Activity ->
Each line of the data below that holds the word "wooden" is to be reported in full.

Supplied records ->

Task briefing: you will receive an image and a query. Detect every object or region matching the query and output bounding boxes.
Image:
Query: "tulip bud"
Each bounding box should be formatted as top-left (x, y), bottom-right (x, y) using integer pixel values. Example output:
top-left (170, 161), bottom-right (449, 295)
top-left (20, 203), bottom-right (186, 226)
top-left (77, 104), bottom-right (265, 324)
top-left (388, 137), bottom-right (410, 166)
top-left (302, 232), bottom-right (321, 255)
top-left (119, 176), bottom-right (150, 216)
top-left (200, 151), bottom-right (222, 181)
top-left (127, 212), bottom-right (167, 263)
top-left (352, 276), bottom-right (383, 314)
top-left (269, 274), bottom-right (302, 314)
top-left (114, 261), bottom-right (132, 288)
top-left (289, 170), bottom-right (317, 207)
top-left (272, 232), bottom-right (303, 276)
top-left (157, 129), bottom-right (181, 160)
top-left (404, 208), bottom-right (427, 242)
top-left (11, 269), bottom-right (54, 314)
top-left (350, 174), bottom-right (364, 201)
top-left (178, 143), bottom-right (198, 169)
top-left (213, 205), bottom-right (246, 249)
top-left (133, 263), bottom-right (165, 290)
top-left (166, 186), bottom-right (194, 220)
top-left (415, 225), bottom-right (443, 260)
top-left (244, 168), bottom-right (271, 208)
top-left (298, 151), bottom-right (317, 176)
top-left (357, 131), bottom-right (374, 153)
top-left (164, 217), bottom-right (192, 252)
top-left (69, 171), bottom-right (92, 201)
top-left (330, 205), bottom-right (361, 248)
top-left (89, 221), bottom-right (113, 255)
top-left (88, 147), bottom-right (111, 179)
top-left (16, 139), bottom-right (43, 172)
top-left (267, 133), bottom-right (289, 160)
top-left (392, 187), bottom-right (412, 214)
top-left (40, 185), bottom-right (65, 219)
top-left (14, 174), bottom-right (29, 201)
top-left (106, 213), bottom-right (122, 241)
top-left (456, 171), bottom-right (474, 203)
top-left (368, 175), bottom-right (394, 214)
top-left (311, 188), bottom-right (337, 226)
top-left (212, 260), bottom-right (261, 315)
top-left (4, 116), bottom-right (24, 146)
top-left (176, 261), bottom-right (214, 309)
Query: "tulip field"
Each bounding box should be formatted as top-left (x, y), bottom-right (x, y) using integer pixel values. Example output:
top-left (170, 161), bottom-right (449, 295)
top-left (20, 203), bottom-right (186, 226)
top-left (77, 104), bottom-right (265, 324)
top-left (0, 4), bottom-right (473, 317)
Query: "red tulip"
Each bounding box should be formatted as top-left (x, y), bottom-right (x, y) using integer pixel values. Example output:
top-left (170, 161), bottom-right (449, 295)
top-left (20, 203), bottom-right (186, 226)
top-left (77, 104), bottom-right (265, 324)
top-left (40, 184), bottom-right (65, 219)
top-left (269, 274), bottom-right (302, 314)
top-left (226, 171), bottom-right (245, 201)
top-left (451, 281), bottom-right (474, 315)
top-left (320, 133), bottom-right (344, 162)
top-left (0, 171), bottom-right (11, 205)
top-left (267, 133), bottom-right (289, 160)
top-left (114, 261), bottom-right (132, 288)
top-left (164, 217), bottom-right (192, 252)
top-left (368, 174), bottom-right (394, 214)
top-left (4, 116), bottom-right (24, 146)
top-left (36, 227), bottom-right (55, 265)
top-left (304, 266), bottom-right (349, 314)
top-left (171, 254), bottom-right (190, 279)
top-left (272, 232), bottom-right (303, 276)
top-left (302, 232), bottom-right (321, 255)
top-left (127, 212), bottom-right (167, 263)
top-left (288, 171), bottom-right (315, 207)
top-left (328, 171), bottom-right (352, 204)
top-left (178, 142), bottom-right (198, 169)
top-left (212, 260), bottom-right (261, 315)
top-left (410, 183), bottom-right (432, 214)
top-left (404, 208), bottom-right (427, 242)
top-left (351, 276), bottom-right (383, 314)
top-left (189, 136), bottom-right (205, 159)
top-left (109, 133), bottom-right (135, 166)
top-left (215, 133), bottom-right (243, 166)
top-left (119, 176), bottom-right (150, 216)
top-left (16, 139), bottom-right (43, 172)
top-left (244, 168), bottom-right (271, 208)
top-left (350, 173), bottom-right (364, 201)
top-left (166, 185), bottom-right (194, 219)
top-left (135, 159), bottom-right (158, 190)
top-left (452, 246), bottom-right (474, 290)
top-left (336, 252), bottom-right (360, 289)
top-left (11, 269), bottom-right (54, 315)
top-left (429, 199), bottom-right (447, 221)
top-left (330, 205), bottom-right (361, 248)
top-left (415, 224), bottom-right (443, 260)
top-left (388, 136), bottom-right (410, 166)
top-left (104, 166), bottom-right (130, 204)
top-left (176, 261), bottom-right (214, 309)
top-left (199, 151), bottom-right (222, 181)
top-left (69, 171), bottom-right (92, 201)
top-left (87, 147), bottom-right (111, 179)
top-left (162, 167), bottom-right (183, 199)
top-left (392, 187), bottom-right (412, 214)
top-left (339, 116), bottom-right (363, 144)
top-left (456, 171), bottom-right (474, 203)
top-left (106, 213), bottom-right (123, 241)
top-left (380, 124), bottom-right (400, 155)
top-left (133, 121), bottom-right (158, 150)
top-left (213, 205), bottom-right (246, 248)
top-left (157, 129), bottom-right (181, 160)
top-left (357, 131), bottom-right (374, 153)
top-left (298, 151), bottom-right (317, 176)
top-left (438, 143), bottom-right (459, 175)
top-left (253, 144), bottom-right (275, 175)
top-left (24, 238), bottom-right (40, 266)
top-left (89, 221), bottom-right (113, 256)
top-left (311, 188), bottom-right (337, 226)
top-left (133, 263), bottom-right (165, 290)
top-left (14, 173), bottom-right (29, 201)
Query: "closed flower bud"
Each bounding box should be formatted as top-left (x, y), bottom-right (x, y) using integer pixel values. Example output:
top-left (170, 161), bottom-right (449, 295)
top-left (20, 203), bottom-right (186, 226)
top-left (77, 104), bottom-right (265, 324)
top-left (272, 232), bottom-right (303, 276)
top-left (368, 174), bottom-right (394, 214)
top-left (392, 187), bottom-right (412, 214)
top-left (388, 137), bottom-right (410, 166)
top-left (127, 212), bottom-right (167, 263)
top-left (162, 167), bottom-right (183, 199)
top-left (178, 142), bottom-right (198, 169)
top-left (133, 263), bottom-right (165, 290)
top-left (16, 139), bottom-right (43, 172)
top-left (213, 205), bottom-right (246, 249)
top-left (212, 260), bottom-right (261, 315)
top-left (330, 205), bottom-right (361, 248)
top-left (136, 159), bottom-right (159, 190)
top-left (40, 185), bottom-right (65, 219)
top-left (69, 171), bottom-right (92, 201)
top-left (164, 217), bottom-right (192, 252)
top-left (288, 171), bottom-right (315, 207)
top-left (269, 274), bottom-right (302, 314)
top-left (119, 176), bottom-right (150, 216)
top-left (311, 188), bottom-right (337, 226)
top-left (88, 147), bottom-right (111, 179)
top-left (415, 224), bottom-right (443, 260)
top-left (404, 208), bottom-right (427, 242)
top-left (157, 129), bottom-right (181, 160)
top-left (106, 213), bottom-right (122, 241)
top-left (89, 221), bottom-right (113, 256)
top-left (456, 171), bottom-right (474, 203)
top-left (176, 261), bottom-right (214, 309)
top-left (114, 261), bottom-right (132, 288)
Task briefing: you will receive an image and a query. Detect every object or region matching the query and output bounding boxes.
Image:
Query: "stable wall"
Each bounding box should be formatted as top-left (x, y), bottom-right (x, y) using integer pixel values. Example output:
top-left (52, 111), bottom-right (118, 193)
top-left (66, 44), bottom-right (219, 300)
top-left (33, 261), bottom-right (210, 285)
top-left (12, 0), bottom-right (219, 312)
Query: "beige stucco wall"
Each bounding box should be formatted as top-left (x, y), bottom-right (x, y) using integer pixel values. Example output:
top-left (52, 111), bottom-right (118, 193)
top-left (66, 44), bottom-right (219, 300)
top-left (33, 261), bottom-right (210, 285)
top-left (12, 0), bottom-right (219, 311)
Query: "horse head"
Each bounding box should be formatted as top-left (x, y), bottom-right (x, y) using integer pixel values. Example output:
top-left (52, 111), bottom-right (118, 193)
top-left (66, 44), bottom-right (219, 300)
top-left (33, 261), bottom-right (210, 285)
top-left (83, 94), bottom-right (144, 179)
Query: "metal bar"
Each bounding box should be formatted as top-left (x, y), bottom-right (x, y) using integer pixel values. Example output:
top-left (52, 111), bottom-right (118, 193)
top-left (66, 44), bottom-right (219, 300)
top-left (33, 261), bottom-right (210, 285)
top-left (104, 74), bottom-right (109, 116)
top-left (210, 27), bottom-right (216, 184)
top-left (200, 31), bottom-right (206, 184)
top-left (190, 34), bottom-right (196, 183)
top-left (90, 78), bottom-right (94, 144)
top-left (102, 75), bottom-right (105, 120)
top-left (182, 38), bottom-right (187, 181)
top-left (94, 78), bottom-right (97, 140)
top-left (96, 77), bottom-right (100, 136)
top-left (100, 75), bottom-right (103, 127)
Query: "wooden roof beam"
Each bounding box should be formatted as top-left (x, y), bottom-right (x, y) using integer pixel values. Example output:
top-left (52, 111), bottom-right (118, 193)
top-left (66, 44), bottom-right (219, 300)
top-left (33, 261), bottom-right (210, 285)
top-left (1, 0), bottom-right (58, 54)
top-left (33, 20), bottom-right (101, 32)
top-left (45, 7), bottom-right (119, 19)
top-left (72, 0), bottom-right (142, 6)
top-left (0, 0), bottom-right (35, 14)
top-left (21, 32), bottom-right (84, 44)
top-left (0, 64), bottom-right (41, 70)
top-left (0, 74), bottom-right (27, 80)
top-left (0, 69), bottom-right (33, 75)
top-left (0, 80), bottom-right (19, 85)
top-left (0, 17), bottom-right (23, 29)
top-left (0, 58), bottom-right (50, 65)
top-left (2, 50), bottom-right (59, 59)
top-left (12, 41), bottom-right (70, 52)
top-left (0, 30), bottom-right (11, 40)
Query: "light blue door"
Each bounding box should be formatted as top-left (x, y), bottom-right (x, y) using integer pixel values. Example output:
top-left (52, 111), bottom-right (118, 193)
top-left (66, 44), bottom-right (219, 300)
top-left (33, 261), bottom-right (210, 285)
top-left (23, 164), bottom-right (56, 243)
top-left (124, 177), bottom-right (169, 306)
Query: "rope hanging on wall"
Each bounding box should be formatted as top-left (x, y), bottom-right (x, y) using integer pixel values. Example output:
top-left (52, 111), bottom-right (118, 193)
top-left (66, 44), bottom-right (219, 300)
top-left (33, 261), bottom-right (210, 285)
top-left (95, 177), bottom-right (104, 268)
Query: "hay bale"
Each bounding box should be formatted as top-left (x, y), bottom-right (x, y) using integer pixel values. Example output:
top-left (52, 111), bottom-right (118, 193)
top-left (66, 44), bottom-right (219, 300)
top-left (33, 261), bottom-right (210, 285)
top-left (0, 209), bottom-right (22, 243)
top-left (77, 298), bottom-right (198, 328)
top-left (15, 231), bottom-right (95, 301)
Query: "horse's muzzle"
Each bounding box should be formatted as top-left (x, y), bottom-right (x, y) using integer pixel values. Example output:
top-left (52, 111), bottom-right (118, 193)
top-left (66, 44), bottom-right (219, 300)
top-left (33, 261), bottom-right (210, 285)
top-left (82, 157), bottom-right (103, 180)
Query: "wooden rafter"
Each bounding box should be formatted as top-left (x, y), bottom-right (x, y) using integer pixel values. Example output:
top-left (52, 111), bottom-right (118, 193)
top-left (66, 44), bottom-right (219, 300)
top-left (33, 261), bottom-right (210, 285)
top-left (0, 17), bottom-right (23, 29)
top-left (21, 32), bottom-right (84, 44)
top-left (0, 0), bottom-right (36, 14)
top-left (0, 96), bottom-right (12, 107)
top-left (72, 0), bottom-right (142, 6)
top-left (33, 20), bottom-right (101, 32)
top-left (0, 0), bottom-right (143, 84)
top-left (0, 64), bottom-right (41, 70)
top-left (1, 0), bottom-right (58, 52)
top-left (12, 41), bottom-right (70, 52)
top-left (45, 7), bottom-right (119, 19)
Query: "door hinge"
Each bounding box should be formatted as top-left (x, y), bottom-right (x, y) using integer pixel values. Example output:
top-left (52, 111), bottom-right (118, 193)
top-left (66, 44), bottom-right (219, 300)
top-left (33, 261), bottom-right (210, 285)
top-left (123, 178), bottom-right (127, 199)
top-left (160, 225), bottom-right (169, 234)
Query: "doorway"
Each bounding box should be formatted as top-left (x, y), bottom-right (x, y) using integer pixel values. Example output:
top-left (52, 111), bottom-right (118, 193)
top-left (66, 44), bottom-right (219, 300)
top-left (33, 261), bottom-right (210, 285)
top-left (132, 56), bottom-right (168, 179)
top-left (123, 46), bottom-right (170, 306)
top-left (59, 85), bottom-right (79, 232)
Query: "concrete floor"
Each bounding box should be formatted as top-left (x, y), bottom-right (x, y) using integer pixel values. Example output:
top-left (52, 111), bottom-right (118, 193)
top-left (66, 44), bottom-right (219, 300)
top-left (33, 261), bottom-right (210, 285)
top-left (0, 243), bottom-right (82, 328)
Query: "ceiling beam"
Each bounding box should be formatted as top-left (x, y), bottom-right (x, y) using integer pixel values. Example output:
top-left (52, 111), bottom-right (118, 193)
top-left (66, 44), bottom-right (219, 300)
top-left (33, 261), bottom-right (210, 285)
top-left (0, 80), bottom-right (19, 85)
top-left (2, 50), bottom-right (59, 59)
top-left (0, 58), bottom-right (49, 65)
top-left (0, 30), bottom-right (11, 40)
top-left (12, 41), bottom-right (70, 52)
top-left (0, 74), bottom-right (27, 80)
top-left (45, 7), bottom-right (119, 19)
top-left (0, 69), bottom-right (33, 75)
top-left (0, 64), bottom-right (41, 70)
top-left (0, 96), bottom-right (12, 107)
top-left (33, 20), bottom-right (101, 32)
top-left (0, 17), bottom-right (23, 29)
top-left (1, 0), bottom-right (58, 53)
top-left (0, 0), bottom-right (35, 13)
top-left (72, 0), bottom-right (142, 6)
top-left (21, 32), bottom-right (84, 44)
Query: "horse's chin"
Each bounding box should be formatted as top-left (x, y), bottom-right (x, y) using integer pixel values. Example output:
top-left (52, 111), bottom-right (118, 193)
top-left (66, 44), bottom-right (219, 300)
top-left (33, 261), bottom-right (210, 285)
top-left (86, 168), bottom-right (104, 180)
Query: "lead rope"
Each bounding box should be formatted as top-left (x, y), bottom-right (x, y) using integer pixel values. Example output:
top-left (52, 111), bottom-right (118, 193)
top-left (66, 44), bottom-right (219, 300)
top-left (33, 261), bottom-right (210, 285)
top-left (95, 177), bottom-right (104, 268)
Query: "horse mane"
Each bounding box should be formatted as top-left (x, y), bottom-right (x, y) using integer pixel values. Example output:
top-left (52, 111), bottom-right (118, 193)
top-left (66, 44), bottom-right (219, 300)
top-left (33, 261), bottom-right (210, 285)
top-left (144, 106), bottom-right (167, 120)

Task answer ->
Query: "wooden roof beam"
Query: "wooden rafter"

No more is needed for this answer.